▶ THE PROBLEM:
Please retype all of the material below word for word, leaving the pictures out of your answer.

(Excerpts from a dataset on pointing to objects)
────

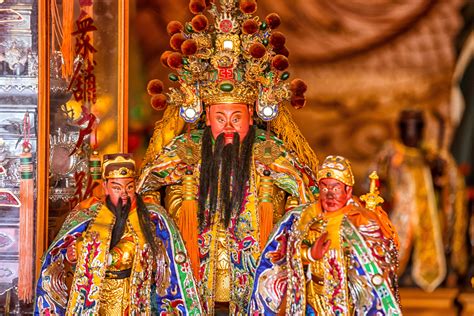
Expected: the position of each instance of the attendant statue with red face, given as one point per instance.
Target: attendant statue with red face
(227, 160)
(332, 257)
(103, 259)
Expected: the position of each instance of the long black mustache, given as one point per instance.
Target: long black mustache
(121, 215)
(224, 166)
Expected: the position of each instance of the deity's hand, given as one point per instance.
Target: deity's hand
(320, 247)
(71, 254)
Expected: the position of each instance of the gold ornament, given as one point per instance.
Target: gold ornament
(372, 199)
(336, 167)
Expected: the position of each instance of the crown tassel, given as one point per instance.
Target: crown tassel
(265, 207)
(188, 222)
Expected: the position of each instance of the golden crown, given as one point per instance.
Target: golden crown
(336, 167)
(235, 59)
(118, 166)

────

▶ EXERCISE ANSWER:
Expected: the position of each instance of the attendant statue with red face, given as one point per instance.
Target: attendant statue with red face
(227, 160)
(332, 257)
(103, 259)
Expected: the position of each instance of the long black mustache, given as one point per instance.
Target: long black mustache
(121, 215)
(224, 166)
Expected: the position of each instance of the deity's hand, given as one point per instance.
Target: deity's hand
(320, 247)
(71, 254)
Expected: the position of each instance of the gold ornament, given as one point per instance.
Target: gold ornament
(372, 199)
(336, 167)
Expected: the position of each instance of the crown tassel, given as one point per instance.
Target: crown tassel
(265, 207)
(188, 222)
Expected: the position of each instance of the golden crown, given as one point per instance.
Target: golden crown
(336, 167)
(235, 59)
(118, 166)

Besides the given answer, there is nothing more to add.